RECORDS FOR THE EXERCISE:
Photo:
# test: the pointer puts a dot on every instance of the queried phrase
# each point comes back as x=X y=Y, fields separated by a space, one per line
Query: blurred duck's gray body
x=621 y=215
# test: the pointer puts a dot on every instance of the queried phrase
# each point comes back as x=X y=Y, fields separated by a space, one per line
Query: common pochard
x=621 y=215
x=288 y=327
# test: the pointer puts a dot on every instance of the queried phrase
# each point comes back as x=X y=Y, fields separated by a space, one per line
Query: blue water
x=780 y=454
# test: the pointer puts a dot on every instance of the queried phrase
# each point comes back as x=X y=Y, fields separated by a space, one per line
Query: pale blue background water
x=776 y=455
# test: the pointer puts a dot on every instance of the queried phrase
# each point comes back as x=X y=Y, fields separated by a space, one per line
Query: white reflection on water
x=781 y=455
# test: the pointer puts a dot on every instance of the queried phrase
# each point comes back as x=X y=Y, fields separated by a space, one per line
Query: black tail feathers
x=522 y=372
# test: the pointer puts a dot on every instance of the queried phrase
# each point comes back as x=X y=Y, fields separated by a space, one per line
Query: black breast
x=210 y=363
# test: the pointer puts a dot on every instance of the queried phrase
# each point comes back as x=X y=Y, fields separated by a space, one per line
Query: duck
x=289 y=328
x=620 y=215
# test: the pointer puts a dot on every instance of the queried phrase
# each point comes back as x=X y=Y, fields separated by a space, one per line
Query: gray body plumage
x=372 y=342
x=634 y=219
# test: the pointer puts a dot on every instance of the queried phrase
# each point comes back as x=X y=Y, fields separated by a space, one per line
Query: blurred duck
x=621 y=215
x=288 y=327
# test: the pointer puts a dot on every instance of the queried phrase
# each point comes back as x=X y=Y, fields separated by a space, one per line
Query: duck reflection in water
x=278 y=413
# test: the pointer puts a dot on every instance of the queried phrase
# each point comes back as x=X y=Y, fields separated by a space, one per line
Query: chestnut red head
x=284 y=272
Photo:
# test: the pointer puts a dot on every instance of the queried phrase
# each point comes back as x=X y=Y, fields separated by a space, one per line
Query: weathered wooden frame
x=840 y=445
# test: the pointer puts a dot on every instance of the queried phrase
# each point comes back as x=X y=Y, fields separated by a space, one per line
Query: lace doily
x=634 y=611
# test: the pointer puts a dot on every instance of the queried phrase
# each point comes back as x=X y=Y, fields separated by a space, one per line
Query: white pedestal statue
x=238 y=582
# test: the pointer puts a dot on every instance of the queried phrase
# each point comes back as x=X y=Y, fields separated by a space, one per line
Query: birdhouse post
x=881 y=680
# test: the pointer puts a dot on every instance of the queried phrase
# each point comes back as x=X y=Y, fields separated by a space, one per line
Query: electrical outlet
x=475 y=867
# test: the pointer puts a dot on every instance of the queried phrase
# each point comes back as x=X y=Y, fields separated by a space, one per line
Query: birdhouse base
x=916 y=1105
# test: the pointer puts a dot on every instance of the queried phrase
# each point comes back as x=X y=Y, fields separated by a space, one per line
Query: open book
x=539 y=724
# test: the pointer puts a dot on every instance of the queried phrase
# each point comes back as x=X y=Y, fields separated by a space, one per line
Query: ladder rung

WHAT TO DO: Retype every record above exactly as written.

RESPONSE:
Photo:
# test: the pointer puts a dot on every instance of the queried phrase
# each point comes back as x=X y=Y, fields separated by a space, one per line
Query: blurred duck's gray body
x=621 y=215
# test: the pointer puts a dot on every instance of the queried phrase
# each point comes back as x=X y=Y, fields separated by a space, one per line
Query: common pochard
x=621 y=215
x=288 y=327
# test: the pointer puts a dot on every instance of the queried phrase
# each point comes back as x=X y=Y, fields separated by a space, one per line
Query: blue water
x=780 y=454
# test: the pointer puts a dot on every instance of the queried phrase
# each point comes back as x=X y=Y, fields separated by a space, one per line
Query: pale blue background water
x=776 y=455
# test: the pointer puts a dot on every instance of the queried phrase
# each point comes back as x=X y=Y, fields separated by a space, one per line
Query: white reflection on water
x=781 y=455
# test: the pointer puts a dot on every instance of the queried phrase
# each point comes back as x=X y=Y, fields separated by a space, one per line
Query: black tail feathers
x=522 y=372
# test: the pointer puts a dot on every instance of the queried phrase
# each point comes back as x=X y=Y, fields separated by a space, one per line
Query: black breast
x=210 y=363
# test: the pointer puts a dot on every instance of the queried phrase
# each point comes back as x=X y=Y, fields separated by a space, one per line
Query: duck
x=289 y=328
x=620 y=215
# test: the pointer puts a dot on every instance of the queried phrase
# each point comes back as x=X y=Y, fields separated by a space, one per line
Query: gray body plumage
x=372 y=342
x=634 y=219
# test: the pointer puts a dot on every instance of the queried phrase
# each point comes back as x=X y=Y, fields separated by a space, one per line
Query: blurred duck
x=621 y=215
x=288 y=327
# test: the pointer puts a dot on every instance of the queried phrase
# each point comes back as x=X y=Y, fields separated by a space, one per line
Query: duck reflection in water
x=278 y=413
# test: the pointer puts a dot on every instance of the queried phrase
# each point comes back as x=X y=Y, fields separated by a space, one per line
Query: chestnut red head
x=284 y=272
Photo:
# test: the pointer puts a dot on every instance of the queried phrase
# each point comes back as x=X y=Y, fields separated by a space, one per line
Query: weathered wooden frame
x=840 y=445
# test: the pointer puts a dot on every instance of the queried phrase
# each point comes back as x=X y=Y, fields separated by a space, one per line
Query: lace doily
x=634 y=611
# test: the pointer puts a dot on every instance of the queried phrase
# each point comes back as x=X y=Y, fields separated by a space, one per line
Query: white pedestal statue
x=238 y=582
# test: the pointer puts a dot on every instance of the queried phrase
# each point comes back as x=X y=Y, fields separated by a space, one per line
Query: birdhouse post
x=881 y=680
# test: the pointer puts a dot on every instance of the queried phrase
# each point comes back as x=X y=Y, fields separated by a space, one per line
Query: electrical outlet
x=475 y=867
# test: the pointer puts a dot on every instance of the queried phrase
# each point comes back as x=X y=Y, fields separated by a space, one per line
Query: birdhouse base
x=916 y=1105
# test: the pointer puts a dot on every instance of the queried phrase
# each point comes back as x=X y=Y, fields separated by a space, one per line
Query: open book
x=539 y=724
# test: the pointer puts a dot on every instance of the queried phrase
# each point comes back as x=X y=Y, fields separated by a space, one per line
Query: ladder rung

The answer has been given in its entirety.